## Task brief
Exact repetition, please: start with the line where "[locate] toilet bowl" appears and stop after the final line of the records.

Stored entries
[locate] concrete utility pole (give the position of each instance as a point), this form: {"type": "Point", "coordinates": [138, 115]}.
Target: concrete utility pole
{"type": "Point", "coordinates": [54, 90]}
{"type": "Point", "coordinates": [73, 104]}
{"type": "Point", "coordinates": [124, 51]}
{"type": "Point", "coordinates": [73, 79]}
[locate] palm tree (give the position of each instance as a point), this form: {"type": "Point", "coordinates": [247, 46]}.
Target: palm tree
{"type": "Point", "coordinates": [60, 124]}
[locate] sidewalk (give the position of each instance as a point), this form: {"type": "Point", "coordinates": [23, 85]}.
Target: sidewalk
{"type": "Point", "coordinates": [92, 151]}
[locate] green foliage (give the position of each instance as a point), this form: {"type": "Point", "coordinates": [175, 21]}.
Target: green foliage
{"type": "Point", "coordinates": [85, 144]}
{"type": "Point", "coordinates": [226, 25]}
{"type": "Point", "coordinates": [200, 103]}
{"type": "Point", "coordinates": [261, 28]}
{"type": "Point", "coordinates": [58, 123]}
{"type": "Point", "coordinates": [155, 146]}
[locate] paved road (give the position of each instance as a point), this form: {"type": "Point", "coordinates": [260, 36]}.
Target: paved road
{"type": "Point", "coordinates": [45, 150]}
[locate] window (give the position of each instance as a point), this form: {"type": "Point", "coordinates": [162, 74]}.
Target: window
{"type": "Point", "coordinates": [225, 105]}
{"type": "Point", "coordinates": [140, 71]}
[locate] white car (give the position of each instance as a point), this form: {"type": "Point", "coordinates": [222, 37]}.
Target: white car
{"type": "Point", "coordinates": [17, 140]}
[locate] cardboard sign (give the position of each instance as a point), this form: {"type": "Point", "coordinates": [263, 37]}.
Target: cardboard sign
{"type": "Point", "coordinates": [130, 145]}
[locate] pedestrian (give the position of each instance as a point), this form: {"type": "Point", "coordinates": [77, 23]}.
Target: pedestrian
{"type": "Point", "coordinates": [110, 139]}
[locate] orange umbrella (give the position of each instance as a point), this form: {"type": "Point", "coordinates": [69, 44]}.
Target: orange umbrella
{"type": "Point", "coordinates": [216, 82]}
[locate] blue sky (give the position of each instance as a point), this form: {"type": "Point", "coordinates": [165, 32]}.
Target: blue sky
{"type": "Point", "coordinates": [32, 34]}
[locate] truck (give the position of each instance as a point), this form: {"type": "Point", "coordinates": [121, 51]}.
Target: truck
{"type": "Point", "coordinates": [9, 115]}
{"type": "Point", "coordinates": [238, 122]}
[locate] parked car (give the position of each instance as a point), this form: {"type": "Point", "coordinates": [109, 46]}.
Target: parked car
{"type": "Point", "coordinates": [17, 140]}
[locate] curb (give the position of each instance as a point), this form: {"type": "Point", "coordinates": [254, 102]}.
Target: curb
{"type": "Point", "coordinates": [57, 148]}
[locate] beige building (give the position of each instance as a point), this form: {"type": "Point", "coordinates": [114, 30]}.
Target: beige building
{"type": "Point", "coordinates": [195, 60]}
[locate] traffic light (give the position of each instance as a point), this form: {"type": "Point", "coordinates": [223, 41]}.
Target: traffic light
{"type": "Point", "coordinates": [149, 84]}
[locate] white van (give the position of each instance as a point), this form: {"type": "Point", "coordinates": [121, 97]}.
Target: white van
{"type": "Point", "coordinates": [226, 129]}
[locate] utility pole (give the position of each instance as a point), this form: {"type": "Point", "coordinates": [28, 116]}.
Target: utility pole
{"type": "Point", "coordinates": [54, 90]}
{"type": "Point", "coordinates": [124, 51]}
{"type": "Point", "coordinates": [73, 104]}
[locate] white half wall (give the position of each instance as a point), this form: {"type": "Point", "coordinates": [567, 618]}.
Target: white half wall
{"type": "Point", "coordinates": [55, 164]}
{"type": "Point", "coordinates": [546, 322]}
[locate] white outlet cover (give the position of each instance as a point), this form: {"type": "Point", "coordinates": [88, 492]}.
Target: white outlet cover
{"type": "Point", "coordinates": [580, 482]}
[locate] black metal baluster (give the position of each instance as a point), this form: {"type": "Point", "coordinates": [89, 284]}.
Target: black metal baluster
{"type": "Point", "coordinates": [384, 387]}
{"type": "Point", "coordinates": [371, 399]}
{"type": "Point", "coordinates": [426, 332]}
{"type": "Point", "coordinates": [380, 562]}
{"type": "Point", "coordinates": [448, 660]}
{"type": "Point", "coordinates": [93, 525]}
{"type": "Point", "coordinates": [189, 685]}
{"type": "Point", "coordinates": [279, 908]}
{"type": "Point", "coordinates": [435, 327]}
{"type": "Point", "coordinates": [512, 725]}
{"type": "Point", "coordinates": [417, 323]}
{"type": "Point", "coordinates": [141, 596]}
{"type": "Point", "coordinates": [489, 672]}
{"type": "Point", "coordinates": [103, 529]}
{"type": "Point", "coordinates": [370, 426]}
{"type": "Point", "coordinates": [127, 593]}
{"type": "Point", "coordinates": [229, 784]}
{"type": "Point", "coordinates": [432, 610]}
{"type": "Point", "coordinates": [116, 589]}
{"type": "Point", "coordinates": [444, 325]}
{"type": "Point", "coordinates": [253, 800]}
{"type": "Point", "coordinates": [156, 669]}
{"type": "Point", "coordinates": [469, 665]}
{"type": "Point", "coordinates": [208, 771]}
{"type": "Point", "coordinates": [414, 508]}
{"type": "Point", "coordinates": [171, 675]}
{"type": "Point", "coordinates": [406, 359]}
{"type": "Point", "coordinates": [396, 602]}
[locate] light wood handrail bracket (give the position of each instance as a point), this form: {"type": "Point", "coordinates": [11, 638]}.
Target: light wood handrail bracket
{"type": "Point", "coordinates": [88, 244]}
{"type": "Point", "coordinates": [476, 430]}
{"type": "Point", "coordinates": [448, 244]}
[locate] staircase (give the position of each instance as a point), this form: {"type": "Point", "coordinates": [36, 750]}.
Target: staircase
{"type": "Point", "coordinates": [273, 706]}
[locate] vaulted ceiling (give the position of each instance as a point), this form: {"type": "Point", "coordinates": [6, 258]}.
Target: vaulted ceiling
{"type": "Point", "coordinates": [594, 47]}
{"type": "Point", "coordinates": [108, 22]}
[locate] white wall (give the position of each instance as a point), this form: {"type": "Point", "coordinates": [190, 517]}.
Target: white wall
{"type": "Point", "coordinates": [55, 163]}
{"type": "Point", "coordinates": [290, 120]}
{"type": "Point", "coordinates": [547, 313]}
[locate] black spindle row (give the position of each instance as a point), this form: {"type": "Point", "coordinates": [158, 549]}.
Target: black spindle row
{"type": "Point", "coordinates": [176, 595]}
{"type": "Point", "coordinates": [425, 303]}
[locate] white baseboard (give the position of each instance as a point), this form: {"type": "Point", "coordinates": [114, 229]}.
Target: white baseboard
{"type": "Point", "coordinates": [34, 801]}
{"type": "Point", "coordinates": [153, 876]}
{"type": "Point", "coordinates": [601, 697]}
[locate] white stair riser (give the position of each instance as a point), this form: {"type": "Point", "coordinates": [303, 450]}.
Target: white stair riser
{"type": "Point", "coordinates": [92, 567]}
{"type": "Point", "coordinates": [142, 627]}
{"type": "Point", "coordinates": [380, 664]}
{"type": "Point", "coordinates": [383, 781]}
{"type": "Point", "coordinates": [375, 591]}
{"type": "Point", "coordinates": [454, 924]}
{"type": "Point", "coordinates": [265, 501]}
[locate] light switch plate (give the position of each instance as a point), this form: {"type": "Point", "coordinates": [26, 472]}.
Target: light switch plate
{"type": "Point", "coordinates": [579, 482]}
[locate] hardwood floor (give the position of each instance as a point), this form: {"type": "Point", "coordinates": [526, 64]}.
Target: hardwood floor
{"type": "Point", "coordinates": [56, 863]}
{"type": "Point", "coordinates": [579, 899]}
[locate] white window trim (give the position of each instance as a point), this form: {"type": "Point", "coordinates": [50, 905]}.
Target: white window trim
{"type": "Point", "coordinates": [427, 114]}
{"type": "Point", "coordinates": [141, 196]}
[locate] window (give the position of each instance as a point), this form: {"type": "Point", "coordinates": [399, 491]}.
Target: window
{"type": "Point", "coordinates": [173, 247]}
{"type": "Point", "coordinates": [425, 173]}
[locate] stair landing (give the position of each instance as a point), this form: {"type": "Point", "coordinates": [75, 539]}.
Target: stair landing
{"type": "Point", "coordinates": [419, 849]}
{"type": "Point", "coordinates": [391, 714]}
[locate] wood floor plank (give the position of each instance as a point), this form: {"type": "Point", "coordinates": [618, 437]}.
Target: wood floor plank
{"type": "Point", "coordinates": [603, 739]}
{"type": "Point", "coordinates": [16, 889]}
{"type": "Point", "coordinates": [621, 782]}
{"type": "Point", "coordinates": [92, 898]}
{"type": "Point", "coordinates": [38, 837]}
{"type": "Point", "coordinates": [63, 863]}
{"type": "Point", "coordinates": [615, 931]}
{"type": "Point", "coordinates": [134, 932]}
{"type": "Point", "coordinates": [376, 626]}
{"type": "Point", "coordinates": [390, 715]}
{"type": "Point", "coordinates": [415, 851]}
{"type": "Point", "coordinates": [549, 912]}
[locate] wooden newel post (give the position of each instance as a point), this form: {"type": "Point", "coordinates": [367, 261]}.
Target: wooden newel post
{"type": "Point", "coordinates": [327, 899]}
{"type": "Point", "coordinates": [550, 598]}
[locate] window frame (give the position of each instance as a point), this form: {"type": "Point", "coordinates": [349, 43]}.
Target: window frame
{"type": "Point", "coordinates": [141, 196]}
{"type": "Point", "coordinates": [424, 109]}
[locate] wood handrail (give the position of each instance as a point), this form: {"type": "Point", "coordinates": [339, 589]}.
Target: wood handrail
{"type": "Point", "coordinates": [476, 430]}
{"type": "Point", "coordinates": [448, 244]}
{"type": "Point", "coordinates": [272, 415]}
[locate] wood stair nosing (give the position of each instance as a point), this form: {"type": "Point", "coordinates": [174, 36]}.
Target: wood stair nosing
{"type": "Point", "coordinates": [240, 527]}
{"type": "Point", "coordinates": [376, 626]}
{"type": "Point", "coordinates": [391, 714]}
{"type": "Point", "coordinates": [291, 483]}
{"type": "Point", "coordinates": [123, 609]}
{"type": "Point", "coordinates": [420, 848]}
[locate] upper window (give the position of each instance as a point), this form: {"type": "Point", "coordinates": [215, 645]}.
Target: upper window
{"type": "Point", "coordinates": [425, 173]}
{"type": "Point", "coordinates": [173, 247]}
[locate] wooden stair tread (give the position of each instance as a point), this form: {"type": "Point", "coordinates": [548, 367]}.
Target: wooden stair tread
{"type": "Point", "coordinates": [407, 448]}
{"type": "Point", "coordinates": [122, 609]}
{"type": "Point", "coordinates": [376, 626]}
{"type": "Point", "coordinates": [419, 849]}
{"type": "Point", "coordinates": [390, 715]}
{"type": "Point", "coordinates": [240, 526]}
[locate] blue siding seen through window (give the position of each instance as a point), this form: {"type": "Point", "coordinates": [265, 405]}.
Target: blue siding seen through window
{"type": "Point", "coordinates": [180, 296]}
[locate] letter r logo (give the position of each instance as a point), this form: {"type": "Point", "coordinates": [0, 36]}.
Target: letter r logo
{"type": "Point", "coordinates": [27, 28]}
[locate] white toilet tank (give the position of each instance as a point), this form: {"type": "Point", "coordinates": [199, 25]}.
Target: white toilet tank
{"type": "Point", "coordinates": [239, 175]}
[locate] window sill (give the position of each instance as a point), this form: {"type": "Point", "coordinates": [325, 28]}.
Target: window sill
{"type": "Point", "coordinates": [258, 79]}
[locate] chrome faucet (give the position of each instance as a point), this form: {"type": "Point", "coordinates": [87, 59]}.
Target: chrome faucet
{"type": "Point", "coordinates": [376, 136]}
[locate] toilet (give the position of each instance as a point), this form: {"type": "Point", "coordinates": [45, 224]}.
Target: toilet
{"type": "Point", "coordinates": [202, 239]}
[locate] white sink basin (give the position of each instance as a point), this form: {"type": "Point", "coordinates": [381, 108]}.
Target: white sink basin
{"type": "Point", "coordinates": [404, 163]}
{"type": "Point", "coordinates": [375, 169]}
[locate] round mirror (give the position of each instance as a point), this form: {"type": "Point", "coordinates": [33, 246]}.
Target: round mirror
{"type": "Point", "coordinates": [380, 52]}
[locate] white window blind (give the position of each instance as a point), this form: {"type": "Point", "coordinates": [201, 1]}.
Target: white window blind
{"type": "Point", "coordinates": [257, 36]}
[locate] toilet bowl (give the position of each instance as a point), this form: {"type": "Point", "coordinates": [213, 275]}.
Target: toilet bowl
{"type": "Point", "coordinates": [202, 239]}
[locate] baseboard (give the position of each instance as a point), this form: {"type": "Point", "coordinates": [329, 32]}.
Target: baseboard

## Solved exercise
[locate] toilet bowl (give the position of each instance as a point), this form: {"type": "Point", "coordinates": [213, 275]}.
Target: toilet bowl
{"type": "Point", "coordinates": [202, 239]}
[locate] baseboard (give the position of each instance as a point), this form: {"type": "Point", "coordinates": [329, 32]}.
Target: baseboard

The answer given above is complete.